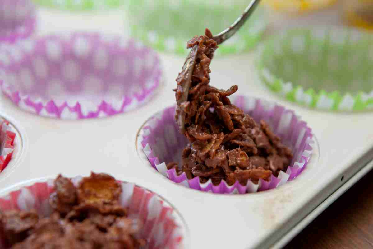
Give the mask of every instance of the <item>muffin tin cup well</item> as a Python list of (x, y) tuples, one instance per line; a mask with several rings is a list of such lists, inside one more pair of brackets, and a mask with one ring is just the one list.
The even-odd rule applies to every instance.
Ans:
[(0, 117), (0, 173), (5, 169), (12, 159), (16, 135), (9, 122)]
[[(186, 42), (205, 28), (217, 34), (242, 14), (247, 1), (231, 0), (219, 4), (201, 0), (130, 0), (128, 10), (131, 32), (157, 50), (184, 56)], [(254, 47), (267, 25), (263, 9), (258, 7), (234, 36), (219, 46), (216, 55), (242, 53)]]
[(180, 162), (181, 152), (188, 143), (185, 136), (179, 133), (175, 120), (175, 106), (167, 108), (152, 117), (140, 131), (143, 150), (151, 165), (176, 183), (197, 190), (219, 193), (243, 194), (273, 189), (300, 174), (307, 165), (313, 151), (312, 131), (307, 124), (292, 111), (263, 100), (239, 96), (232, 103), (256, 121), (263, 119), (267, 122), (284, 144), (292, 149), (294, 157), (286, 172), (280, 171), (277, 177), (272, 175), (269, 181), (261, 180), (255, 184), (249, 181), (244, 186), (237, 181), (230, 186), (224, 181), (218, 186), (213, 185), (211, 180), (201, 183), (198, 177), (188, 180), (185, 173), (178, 176), (174, 169), (167, 170), (166, 164)]
[(125, 112), (163, 80), (160, 58), (142, 43), (98, 33), (52, 35), (0, 51), (0, 87), (20, 108), (77, 119)]
[(298, 28), (262, 44), (262, 81), (292, 102), (320, 110), (373, 109), (373, 35), (354, 29)]
[(68, 10), (102, 10), (120, 7), (125, 0), (34, 0), (37, 4)]
[[(82, 177), (78, 176), (72, 180), (77, 186), (81, 179)], [(161, 197), (146, 189), (133, 183), (120, 182), (123, 190), (120, 203), (128, 208), (129, 216), (138, 219), (142, 223), (139, 235), (148, 242), (146, 248), (185, 248), (188, 235), (186, 228), (184, 224), (181, 224), (183, 221), (173, 208)], [(0, 198), (0, 210), (33, 209), (40, 215), (47, 216), (53, 211), (49, 197), (55, 191), (53, 180), (22, 187)], [(1, 248), (3, 246), (0, 244)]]
[(26, 38), (36, 25), (32, 0), (2, 0), (0, 2), (0, 43)]

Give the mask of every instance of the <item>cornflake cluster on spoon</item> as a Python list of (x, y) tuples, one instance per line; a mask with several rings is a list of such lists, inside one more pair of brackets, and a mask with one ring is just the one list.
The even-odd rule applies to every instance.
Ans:
[[(237, 85), (226, 91), (209, 85), (209, 66), (217, 48), (212, 35), (196, 36), (188, 43), (192, 51), (176, 79), (175, 119), (179, 131), (189, 143), (182, 152), (182, 165), (167, 165), (188, 179), (199, 177), (201, 183), (211, 179), (229, 185), (237, 180), (269, 180), (272, 174), (286, 170), (291, 161), (291, 150), (280, 141), (263, 120), (257, 123), (231, 103), (228, 97)], [(192, 72), (191, 67), (193, 67)]]

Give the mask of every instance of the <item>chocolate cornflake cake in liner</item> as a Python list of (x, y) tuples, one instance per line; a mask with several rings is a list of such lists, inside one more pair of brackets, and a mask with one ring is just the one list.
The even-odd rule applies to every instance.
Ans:
[(32, 0), (2, 0), (0, 2), (0, 42), (13, 43), (29, 37), (36, 25)]
[(354, 29), (295, 28), (261, 44), (262, 81), (288, 100), (311, 108), (373, 109), (373, 35)]
[(184, 248), (172, 208), (106, 174), (23, 187), (0, 199), (0, 209), (1, 248)]
[(150, 162), (177, 183), (214, 193), (255, 192), (294, 179), (311, 156), (311, 129), (280, 106), (232, 97), (236, 85), (224, 90), (210, 85), (209, 66), (217, 48), (211, 38), (207, 29), (188, 42), (195, 59), (192, 73), (188, 57), (176, 79), (176, 106), (142, 128)]
[(72, 32), (20, 41), (0, 49), (0, 88), (41, 116), (106, 117), (150, 100), (163, 80), (158, 54), (141, 43), (99, 33)]

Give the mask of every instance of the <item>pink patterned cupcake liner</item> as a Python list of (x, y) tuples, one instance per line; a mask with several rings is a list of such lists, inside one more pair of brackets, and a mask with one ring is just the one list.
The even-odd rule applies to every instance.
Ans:
[(14, 150), (16, 133), (11, 130), (9, 122), (0, 118), (0, 172), (7, 166)]
[(0, 3), (0, 42), (13, 43), (29, 37), (36, 26), (31, 0), (2, 0)]
[[(81, 179), (78, 176), (72, 180), (77, 186)], [(140, 220), (143, 225), (139, 235), (147, 241), (145, 248), (184, 248), (185, 228), (179, 224), (175, 210), (154, 193), (133, 183), (119, 182), (123, 190), (121, 204), (128, 208), (130, 217)], [(48, 199), (54, 192), (53, 180), (22, 187), (0, 198), (0, 211), (33, 209), (40, 215), (48, 216), (52, 212)], [(4, 245), (0, 244), (0, 248)]]
[(77, 119), (144, 104), (163, 80), (159, 57), (132, 40), (98, 33), (51, 35), (0, 51), (0, 88), (20, 108)]
[(283, 143), (292, 149), (294, 157), (286, 172), (280, 171), (278, 177), (272, 175), (269, 181), (261, 179), (255, 184), (249, 180), (245, 186), (238, 181), (229, 186), (225, 181), (215, 186), (211, 180), (201, 183), (198, 177), (188, 180), (185, 173), (178, 175), (174, 169), (167, 169), (166, 164), (171, 162), (181, 163), (181, 152), (188, 141), (179, 133), (174, 118), (175, 106), (167, 108), (152, 117), (140, 131), (143, 150), (151, 166), (176, 183), (219, 193), (242, 194), (270, 189), (283, 185), (299, 175), (305, 168), (313, 151), (312, 131), (307, 123), (293, 111), (266, 100), (242, 96), (231, 99), (233, 103), (256, 121), (266, 121)]

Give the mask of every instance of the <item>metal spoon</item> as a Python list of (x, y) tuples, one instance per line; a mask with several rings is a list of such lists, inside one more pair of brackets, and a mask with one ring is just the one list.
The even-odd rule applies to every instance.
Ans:
[[(259, 3), (260, 0), (252, 0), (251, 2), (246, 7), (244, 13), (236, 20), (229, 28), (224, 29), (222, 32), (213, 37), (213, 39), (218, 44), (220, 44), (231, 38), (236, 32), (242, 27), (245, 22), (251, 15)], [(195, 60), (197, 56), (197, 51), (198, 45), (195, 45), (191, 49), (189, 54), (186, 57), (185, 63), (183, 66), (179, 77), (182, 77), (183, 81), (182, 95), (177, 102), (178, 106), (181, 103), (188, 100), (188, 96), (189, 93), (189, 88), (192, 83), (192, 74), (193, 69), (195, 65)], [(179, 116), (177, 118), (177, 122), (179, 124), (179, 130), (181, 133), (184, 134), (185, 130), (185, 113), (181, 109), (178, 110)]]

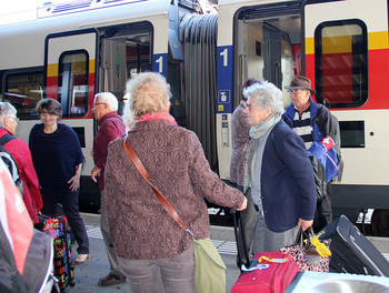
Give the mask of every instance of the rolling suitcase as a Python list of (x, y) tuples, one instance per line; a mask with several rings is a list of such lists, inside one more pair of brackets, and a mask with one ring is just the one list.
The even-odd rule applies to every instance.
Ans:
[(259, 252), (231, 287), (231, 293), (283, 293), (299, 272), (289, 253)]
[(233, 232), (237, 242), (237, 265), (240, 269), (242, 264), (250, 264), (250, 256), (246, 249), (246, 235), (242, 225), (243, 214), (235, 209), (231, 209), (232, 220), (233, 220)]
[(325, 228), (323, 239), (332, 240), (330, 272), (389, 276), (389, 262), (346, 215)]
[(71, 240), (68, 220), (64, 215), (47, 216), (39, 214), (38, 229), (53, 239), (54, 275), (61, 292), (74, 286), (74, 265), (71, 253)]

============

Convert all the entries above into a two-column CSV with the headers instruction and mask. Give one row per entry, placing the entry's text and its answer each in one quoted field with line breaks replaced by spaces, and omit the pictures.

• **Answer for this exercise**
instruction,mask
"Give the mask of every instance of the <item>muffin tin cup well</item> as a Python list of (x, y) tuples, one instance per line; a mask with several rings is a list of such lists, inside one more pair of brackets, and a mask with one ring is just the one list. The even-odd rule applies to every instance. Ans:","[(0, 117), (0, 173), (5, 169), (12, 159), (16, 135), (9, 122)] [[(186, 42), (205, 28), (217, 34), (242, 14), (247, 1), (231, 0), (219, 4), (201, 0), (130, 0), (128, 10), (131, 32), (157, 50), (184, 56)], [(254, 47), (267, 25), (263, 9), (258, 7), (234, 36), (219, 46), (216, 55), (242, 53)]] [(180, 162), (181, 152), (188, 143), (185, 136), (179, 133), (175, 120), (175, 106), (167, 108), (152, 117), (140, 131), (143, 150), (151, 165), (176, 183), (197, 190), (219, 193), (243, 194), (273, 189), (300, 174), (307, 165), (313, 151), (312, 131), (307, 124), (292, 111), (263, 100), (239, 96), (232, 103), (256, 121), (263, 119), (267, 122), (284, 144), (292, 149), (294, 157), (286, 172), (280, 171), (277, 177), (272, 175), (269, 181), (261, 180), (255, 184), (249, 181), (244, 186), (237, 181), (230, 186), (224, 181), (218, 186), (213, 185), (211, 180), (201, 183), (198, 177), (188, 180), (185, 173), (178, 176), (174, 169), (167, 170), (166, 164)] [(125, 112), (163, 80), (160, 58), (142, 43), (98, 33), (52, 35), (0, 51), (0, 87), (20, 108), (77, 119)] [(298, 28), (262, 44), (262, 81), (292, 102), (320, 110), (373, 109), (373, 35), (354, 29)] [(68, 10), (102, 10), (120, 7), (125, 0), (34, 0), (37, 4)] [[(82, 177), (78, 176), (72, 180), (77, 186), (81, 179)], [(161, 197), (146, 189), (133, 183), (120, 182), (123, 190), (120, 203), (128, 208), (129, 216), (138, 219), (142, 223), (139, 235), (148, 242), (146, 248), (185, 248), (188, 235), (186, 228), (184, 224), (181, 224), (183, 221), (173, 208)], [(0, 198), (0, 210), (33, 209), (40, 215), (47, 216), (53, 211), (49, 197), (55, 191), (53, 180), (22, 187)], [(1, 248), (3, 246), (0, 244)]] [(26, 38), (36, 25), (32, 0), (2, 0), (0, 2), (0, 43)]"
"Give the mask of every instance of the <item>cornflake cluster on spoon</item> as a Python list of (x, y) tuples, one instance per line; a mask with several rings is a list of such lists, inside one more pair of brackets, and a mask with one ring is just the one list. The even-odd rule applies to every instance. Ans:","[[(237, 85), (226, 91), (209, 85), (209, 66), (217, 48), (212, 35), (196, 36), (188, 43), (192, 51), (176, 79), (175, 119), (179, 131), (189, 143), (182, 152), (182, 165), (167, 165), (188, 179), (199, 177), (201, 183), (211, 179), (229, 185), (237, 180), (269, 180), (272, 174), (286, 170), (291, 161), (291, 150), (280, 141), (263, 120), (257, 123), (231, 103), (228, 97)], [(192, 72), (191, 67), (193, 67)]]"
"Give the mask of every instance of the <item>chocolate cornflake cake in liner</item> as a Python list of (x, y) tuples, one instance per line; a mask with several rings is a list of such lists, inside one more pair of brackets, and a mask with one ring is just the one list. The even-odd rule applies to every instance. Ans:","[(32, 0), (2, 0), (0, 2), (0, 42), (13, 43), (29, 37), (36, 25)] [(354, 29), (295, 28), (261, 44), (262, 81), (288, 100), (311, 108), (373, 109), (373, 35)] [(184, 248), (172, 208), (106, 174), (23, 187), (0, 199), (0, 209), (1, 248)] [(150, 162), (177, 183), (214, 193), (255, 192), (294, 179), (311, 156), (311, 129), (280, 106), (232, 97), (236, 85), (224, 90), (210, 85), (209, 66), (217, 48), (211, 38), (207, 29), (188, 42), (195, 59), (192, 73), (188, 57), (176, 79), (176, 106), (142, 128)] [(72, 32), (20, 41), (0, 49), (0, 88), (41, 116), (106, 117), (150, 100), (163, 80), (158, 54), (141, 43), (99, 33)]"
"Give the mask of every instance of the <item>pink patterned cupcake liner</item> as a Python list of (x, y) tuples, one instance per line; a mask with several rings is a list of such lists, inside one more pair of brackets, and a mask with one ring is just the one list. The even-odd rule applies to every instance. Ans:","[(14, 150), (16, 133), (11, 130), (9, 122), (0, 118), (0, 172), (7, 166)] [(0, 3), (0, 42), (13, 43), (29, 37), (36, 26), (31, 0), (2, 0)] [[(81, 179), (78, 176), (72, 180), (77, 186)], [(140, 220), (143, 225), (139, 235), (147, 241), (145, 248), (184, 248), (185, 228), (179, 224), (175, 210), (154, 193), (133, 183), (119, 182), (123, 190), (121, 204), (128, 208), (130, 217)], [(48, 199), (54, 192), (53, 180), (22, 187), (0, 198), (0, 211), (33, 209), (40, 215), (48, 216), (52, 212)], [(4, 245), (0, 244), (0, 248)]] [(77, 119), (144, 104), (163, 80), (159, 57), (132, 40), (98, 33), (51, 35), (0, 51), (0, 88), (20, 108)] [(283, 143), (292, 149), (294, 157), (286, 172), (280, 171), (278, 177), (272, 175), (269, 181), (261, 179), (255, 184), (249, 180), (245, 186), (238, 181), (229, 186), (225, 181), (215, 186), (211, 180), (201, 183), (198, 177), (188, 180), (185, 173), (178, 175), (174, 169), (167, 169), (166, 164), (171, 162), (181, 163), (181, 152), (188, 141), (179, 133), (174, 118), (175, 106), (167, 108), (152, 117), (140, 131), (143, 150), (151, 166), (176, 183), (219, 193), (242, 194), (270, 189), (283, 185), (299, 175), (305, 168), (313, 151), (312, 131), (307, 123), (293, 111), (266, 100), (242, 96), (231, 99), (233, 103), (256, 121), (266, 121)]"
"Give the mask of every instance of the <item>metal spoon</item> as a Python list of (x, y) tuples, one instance per line; a mask with several rings is a list of such lists, inside one more pair of brackets, and a mask with one ring is just the one list. The even-odd rule applies to every instance. Ans:","[[(259, 3), (260, 0), (252, 0), (251, 2), (246, 7), (244, 13), (236, 20), (229, 28), (224, 29), (222, 32), (213, 37), (213, 39), (218, 44), (220, 44), (231, 38), (236, 32), (242, 27), (245, 22), (251, 15)], [(195, 60), (197, 56), (197, 51), (198, 45), (195, 45), (191, 49), (189, 54), (186, 57), (185, 63), (183, 66), (179, 77), (182, 77), (183, 81), (182, 95), (177, 102), (178, 106), (181, 103), (188, 100), (188, 96), (189, 93), (189, 88), (192, 83), (192, 74), (193, 69), (195, 65)], [(179, 116), (177, 118), (177, 122), (179, 124), (179, 130), (181, 133), (184, 134), (185, 130), (185, 113), (181, 109), (178, 110)]]"
"Give the mask of every instance of the rolling suitcase as a Python list of (x, y) tuples, one instance per line; a mask with several rings is a list of such lists, inside one more pair of brackets, and a mask with one ring is just the one list. The even-odd rule applies to every instance. Ans:","[(259, 252), (231, 287), (231, 293), (283, 293), (299, 272), (289, 253)] [(233, 232), (237, 242), (237, 265), (240, 269), (242, 264), (250, 264), (250, 256), (246, 249), (246, 235), (242, 225), (243, 214), (235, 209), (231, 209), (232, 220), (233, 220)] [(325, 228), (323, 239), (332, 240), (330, 272), (389, 276), (389, 262), (346, 215)] [(71, 240), (68, 220), (64, 215), (47, 216), (39, 214), (38, 229), (53, 239), (54, 275), (61, 292), (74, 286), (74, 265), (71, 253)]"